*Задание a*.
Пожалуйста, перепишите исходный текст: всё от «Белые влажные звезды!» вниз до «уровня своей эпохи.», заменив «поэтесса» на «сочинительница».

*Исходный текст*.
----
Русские, или Из дворян в интеллигенты — страница 86 из 94

И раны черные от влажных губ остались.

…Люблю обиду в ней, ее ужасный нос,

И ноги сжатые, и грубый узел кос.

А это, смешно сказать, не Есенин ли часом?

Я уйду, ни о чем не спросив,

Потому что мой вынулся жребий,

Я не думал, что месяц красив,

Так красив и тревожен на небе.

И — еще того смешнее или страннее, не Твардовский?

Под яблонькой кудрявою

Прощались мы с тобой, —

С японскою державою

Предполагался бой.

…Зачем скосили с травушкой

Цветочек голубой?

А ты с худою славушкой

Ушедши за гульбой?

Выверты Кирсанова — и те, кажется, предугаданы:

Узнаю вас, близкий рампе,

Друг крылатый эпиграмм, Пэ —

— она третьего размер.

Вы играли уж при мер —

— цаньи утра бледной лампе

Танцы нежные химер.

А вот собственно кирсановское:

Был извилистым путь,

и шофер машину повер-

нул (нул-повер) и ныр-нул в поворот.

Не говорю о естественной перекличке с соседями по эпохе, с теми же Брюсовым и Бальмонтом, с тем же Блоком, с Андреем Белым, — но вот напоследок еще одна забавность. И возможно, загадка.

Осени дыханием гонимы,

Медленно с холодной высоты

Падают красивые снежинки,

Маленькие, мертвые цветы…

Нет, это, разумеется, не Анненский. Это — Горький, притом не как слабенький стихотворец («Песня о Соколе» и прочее), а как автор пьесы «Дачники», где вложил эти строки в уста «декадентки» Калерии, тут же заставив персонажа ему духовно близкого, Власа, уничижительно их спародировать.

Забавно же и загадочно то, что читаем уже у Анненского:

Падает снег,

Мутный, белый и долгий,

Падает снег,

Заметая дороги,

Засыпая могилы,

Падает снег…

Белые влажные звезды!

Я так люблю вас…

Конечно, Горький и не думал пародировать в пьесе 1904 года именно это стихотворение 1900-го. Тем любопытнее совпадение. Незадачливая поэтесса (чьи стихи-самоделки, впрочем, понравились Немировичу-Данченко: он, не приняв «Дачников» и тем ожесточив Горького, счел, что «ее сочинениям принадлежат лучшие страницы пьесы»), и — вот соседство так соседство! — гениально одаренный Анненский, оба произвели на свет нечто среднеходовое для поэзии того времени. Вымышленная Калерия — то, свыше чего Горький не хотел да и не сумел бы ей подарить; реальный Иннокентий Федорович просто, что бывает со всеми поэтами, на сей раз не поднялся выше среднего уровня своей эпохи.
----
*Записи для упражнения*.
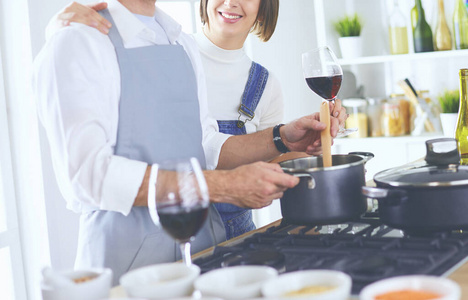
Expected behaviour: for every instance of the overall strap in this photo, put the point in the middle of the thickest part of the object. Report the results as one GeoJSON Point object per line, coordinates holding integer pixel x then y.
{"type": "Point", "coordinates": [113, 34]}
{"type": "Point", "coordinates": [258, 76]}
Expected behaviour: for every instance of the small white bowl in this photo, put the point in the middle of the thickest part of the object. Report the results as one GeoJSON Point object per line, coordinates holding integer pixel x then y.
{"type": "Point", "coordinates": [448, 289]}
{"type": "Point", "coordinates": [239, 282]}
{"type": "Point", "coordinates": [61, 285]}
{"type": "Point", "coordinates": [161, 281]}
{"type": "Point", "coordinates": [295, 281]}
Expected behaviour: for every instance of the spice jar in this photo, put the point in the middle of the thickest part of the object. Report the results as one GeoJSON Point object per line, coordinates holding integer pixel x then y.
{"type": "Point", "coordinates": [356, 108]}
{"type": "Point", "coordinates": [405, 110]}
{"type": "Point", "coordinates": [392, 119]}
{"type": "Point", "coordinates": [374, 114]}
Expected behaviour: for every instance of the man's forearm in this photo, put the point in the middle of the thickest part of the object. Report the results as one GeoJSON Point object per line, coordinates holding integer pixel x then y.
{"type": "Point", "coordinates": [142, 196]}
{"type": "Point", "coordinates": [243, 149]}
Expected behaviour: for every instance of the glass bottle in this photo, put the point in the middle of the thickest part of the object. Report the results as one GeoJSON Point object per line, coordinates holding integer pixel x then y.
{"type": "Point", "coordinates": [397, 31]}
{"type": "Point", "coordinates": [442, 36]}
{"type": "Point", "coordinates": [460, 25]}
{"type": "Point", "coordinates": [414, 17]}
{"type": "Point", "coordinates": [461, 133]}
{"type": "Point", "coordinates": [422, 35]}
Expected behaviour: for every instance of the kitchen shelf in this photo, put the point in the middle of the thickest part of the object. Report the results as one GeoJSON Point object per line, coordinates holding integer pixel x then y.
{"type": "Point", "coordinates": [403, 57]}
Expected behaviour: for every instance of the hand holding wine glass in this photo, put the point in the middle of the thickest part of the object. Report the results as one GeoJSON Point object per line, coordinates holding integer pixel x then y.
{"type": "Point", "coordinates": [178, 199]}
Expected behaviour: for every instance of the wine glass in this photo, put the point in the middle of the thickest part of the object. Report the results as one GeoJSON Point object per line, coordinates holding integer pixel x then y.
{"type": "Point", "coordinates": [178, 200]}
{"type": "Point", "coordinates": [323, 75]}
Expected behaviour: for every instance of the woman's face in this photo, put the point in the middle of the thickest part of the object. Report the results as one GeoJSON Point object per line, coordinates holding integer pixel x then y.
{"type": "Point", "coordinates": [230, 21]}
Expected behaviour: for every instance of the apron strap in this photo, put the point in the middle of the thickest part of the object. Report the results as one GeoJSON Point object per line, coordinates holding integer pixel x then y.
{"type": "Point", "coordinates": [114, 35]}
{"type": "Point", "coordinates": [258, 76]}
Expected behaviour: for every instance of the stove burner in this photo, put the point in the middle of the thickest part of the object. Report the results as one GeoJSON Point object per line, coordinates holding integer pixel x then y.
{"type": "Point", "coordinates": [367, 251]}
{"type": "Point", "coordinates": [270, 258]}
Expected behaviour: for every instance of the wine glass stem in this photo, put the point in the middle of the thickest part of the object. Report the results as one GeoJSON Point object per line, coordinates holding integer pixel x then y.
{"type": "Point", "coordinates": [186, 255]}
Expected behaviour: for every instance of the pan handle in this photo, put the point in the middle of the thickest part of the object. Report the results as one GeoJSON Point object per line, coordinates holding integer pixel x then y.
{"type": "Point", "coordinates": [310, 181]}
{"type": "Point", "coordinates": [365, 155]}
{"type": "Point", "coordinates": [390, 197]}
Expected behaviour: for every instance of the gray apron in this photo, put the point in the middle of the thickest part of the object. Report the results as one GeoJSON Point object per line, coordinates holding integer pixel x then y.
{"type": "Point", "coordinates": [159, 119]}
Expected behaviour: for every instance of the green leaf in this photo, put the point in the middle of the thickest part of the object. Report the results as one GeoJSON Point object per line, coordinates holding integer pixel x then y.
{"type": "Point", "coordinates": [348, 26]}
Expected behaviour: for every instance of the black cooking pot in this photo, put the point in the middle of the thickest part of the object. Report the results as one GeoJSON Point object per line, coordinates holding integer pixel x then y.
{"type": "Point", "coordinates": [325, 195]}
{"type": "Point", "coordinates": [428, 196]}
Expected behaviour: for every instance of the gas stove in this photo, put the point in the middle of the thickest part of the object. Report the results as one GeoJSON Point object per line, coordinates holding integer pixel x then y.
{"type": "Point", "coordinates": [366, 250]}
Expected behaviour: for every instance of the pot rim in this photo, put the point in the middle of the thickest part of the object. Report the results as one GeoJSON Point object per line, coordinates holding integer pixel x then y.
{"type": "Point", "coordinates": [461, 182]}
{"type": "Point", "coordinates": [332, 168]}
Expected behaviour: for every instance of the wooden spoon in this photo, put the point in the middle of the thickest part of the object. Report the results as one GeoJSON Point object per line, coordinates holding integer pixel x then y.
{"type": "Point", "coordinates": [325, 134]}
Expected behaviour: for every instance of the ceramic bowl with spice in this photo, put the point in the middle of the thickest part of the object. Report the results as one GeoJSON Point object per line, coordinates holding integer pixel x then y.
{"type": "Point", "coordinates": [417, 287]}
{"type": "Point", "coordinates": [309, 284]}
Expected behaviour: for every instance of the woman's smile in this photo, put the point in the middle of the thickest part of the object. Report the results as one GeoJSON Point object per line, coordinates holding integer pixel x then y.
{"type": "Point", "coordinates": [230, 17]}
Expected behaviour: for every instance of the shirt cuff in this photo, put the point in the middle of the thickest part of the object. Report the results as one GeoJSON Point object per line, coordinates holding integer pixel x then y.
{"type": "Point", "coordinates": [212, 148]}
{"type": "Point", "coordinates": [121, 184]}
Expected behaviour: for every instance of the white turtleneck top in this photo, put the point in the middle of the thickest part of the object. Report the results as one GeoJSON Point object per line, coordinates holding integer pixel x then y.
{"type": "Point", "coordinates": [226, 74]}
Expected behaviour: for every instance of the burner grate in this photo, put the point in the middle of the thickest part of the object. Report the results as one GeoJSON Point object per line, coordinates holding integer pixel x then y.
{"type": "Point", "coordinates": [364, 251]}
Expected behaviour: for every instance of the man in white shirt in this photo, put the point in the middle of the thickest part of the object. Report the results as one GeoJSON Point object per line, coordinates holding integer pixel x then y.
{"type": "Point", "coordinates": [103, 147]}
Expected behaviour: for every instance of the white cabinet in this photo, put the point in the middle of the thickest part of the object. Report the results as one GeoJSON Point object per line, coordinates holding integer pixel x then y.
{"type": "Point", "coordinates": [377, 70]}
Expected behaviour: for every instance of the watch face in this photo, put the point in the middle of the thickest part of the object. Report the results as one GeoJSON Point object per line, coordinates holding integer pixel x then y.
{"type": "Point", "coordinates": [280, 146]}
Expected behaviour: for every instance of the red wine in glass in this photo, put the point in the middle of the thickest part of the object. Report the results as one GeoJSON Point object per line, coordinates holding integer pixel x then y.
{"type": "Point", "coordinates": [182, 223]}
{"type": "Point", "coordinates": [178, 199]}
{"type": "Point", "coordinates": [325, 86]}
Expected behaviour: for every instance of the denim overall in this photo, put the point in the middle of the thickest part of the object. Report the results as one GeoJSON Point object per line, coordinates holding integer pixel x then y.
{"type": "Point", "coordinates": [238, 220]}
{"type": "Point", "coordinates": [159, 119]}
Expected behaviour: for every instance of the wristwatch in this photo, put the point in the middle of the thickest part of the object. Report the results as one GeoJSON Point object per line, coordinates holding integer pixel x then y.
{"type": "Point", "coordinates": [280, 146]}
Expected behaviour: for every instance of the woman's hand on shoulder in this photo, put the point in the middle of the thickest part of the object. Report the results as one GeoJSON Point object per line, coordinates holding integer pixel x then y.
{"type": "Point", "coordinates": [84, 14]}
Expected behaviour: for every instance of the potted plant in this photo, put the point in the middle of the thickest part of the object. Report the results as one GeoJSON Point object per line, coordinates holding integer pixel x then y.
----
*Задание b*.
Найдите в записях все строки со словом «strap» и выпишите их полностью.

*Ответ a*.
Белые влажные звезды!

Я так люблю вас…

Конечно, Горький и не думал пародировать в пьесе 1904 года именно это стихотворение 1900-го. Тем любопытнее совпадение. Незадачливая сочинительница (чьи стихи-самоделки, впрочем, понравились Немировичу-Данченко: он, не приняв «Дачников» и тем ожесточив Горького, счел, что «ее сочинениям принадлежат лучшие страницы пьесы»), и — вот соседство так соседство! — гениально одаренный Анненский, оба произвели на свет нечто среднеходовое для поэзии того времени. Вымышленная Калерия — то, свыше чего Горький не хотел да и не сумел бы ей подарить; реальный Иннокентий Федорович просто, что бывает со всеми поэтами, на сей раз не поднялся выше среднего уровня своей эпохи.

*Ответ b*.
Expected behaviour: for every instance of the overall strap in this photo, put the point in the middle of the thickest part of the object. Report the results as one GeoJSON Point object per line, coordinates holding integer pixel x then y.
Expected behaviour: for every instance of the apron strap in this photo, put the point in the middle of the thickest part of the object. Report the results as one GeoJSON Point object per line, coordinates holding integer pixel x then y.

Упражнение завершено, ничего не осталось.